REQUIRED TASK
Find the line containing "Note for the class: annotate every instance of the limestone". Retype it and every line after it through the end of the entries, exactly as written, with nothing added.

DATA
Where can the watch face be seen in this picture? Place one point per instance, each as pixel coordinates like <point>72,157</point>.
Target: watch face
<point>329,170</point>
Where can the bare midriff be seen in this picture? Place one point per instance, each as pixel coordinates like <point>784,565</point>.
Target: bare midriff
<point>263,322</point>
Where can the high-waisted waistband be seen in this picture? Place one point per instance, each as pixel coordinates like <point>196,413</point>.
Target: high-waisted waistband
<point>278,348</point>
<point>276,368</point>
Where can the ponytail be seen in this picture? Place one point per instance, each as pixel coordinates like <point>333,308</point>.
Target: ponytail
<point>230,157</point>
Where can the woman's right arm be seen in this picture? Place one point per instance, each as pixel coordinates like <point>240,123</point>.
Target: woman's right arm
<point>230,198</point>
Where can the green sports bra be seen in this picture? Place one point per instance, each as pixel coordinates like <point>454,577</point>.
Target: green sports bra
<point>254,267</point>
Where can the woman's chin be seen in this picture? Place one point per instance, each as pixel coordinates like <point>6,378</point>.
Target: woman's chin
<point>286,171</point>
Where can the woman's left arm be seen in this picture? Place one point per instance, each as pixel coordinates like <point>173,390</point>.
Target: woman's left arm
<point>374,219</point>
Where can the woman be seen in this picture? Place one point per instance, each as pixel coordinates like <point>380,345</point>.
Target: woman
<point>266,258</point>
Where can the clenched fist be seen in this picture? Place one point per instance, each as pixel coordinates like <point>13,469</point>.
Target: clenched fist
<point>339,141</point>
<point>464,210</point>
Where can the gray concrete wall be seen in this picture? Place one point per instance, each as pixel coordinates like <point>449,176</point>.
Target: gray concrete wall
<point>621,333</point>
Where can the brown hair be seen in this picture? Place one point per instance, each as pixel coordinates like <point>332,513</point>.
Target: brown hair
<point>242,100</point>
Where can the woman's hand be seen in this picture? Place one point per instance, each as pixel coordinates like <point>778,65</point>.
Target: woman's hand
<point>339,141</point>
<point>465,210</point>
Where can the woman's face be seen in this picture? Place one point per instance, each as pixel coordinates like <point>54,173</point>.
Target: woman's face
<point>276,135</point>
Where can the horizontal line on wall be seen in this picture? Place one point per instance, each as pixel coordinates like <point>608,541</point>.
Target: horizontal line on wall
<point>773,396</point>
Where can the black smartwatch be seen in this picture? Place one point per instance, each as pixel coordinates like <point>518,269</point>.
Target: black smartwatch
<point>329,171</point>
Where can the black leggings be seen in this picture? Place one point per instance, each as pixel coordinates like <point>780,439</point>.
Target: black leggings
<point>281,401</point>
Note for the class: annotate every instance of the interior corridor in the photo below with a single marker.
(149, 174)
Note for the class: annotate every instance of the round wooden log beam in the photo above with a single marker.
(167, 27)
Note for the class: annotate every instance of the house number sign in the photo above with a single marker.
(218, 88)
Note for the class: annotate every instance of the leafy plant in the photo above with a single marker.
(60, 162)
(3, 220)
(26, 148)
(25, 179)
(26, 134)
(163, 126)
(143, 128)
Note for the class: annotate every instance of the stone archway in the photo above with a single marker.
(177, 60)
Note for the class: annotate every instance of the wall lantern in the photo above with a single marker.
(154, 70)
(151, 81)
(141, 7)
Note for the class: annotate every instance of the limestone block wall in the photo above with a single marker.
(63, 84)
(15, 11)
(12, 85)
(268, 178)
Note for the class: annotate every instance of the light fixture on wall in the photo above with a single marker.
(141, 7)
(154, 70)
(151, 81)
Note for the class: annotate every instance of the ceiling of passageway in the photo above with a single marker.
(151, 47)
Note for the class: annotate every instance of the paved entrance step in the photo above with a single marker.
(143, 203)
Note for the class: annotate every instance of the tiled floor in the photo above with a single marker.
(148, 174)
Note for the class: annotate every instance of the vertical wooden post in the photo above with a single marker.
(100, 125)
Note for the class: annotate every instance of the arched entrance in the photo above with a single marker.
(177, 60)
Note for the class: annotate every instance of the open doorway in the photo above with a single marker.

THE ANSWER
Note for the class: annotate every instance of the limestone block wall in the photo above with a single marker.
(63, 84)
(15, 11)
(12, 85)
(268, 178)
Note for the class: annotate every instance of the light fixture on wall in the photo above with a single marker.
(141, 7)
(154, 70)
(151, 81)
Note for the class: annotate every instance of the ceiling of passageway in the photo above with a single marker.
(151, 47)
Note for the class: annotate every instance of the paved entrance step in the photo above with a single marker.
(143, 203)
Note for the class: annotate every instance of the tiled floor in the photo above with a single marker.
(148, 174)
Note for the class: annotate every instance of the vertical wooden post in the photo above with a single marker.
(100, 125)
Note for the class: annotate every instance of the arched entrance in the photo above with a single marker.
(177, 60)
Note for the class: annotate every instance of the open doorway in the photo above with a single marker.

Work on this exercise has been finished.